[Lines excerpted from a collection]
_____

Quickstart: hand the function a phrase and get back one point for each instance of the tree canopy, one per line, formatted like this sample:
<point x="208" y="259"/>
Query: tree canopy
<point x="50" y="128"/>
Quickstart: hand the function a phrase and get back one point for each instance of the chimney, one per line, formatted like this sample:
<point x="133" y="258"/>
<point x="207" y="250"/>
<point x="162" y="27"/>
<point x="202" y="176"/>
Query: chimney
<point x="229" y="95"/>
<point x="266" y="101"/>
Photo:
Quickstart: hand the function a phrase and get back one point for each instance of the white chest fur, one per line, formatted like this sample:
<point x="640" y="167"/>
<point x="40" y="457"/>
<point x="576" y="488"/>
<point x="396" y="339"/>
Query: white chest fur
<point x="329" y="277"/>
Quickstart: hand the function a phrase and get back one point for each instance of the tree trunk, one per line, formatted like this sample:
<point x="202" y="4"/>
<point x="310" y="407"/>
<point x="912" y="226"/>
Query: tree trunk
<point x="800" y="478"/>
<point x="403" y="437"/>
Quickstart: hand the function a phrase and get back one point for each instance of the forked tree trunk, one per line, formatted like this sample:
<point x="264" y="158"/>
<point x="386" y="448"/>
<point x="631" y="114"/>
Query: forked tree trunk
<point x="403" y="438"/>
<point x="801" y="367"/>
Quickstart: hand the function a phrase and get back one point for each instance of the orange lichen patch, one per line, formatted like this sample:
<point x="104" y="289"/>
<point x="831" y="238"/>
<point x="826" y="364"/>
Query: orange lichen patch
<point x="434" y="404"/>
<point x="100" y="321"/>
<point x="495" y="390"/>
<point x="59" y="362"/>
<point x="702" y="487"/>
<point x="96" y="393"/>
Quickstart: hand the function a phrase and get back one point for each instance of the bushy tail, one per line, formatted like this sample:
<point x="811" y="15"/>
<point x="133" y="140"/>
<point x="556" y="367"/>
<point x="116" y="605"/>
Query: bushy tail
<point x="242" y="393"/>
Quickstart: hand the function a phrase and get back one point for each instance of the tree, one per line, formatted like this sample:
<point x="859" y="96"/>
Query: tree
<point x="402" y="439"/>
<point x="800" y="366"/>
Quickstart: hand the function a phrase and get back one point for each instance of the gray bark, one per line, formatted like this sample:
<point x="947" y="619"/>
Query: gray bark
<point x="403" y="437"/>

_____

▶ **Task to carry out**:
Write out again the lines from the one containing "of the gray" through the end of the lines, requests included. Scale every x and y coordinate in the answers by 0.95, rounding to whole numbers with halves rounded up, and leave the requests and their format samples unchanged.

▶ **Reply**:
Quickstart: hand the function a phrase and get back one point for each instance of the gray bark, one per line, formatted like this sample:
<point x="947" y="619"/>
Query: gray bark
<point x="383" y="415"/>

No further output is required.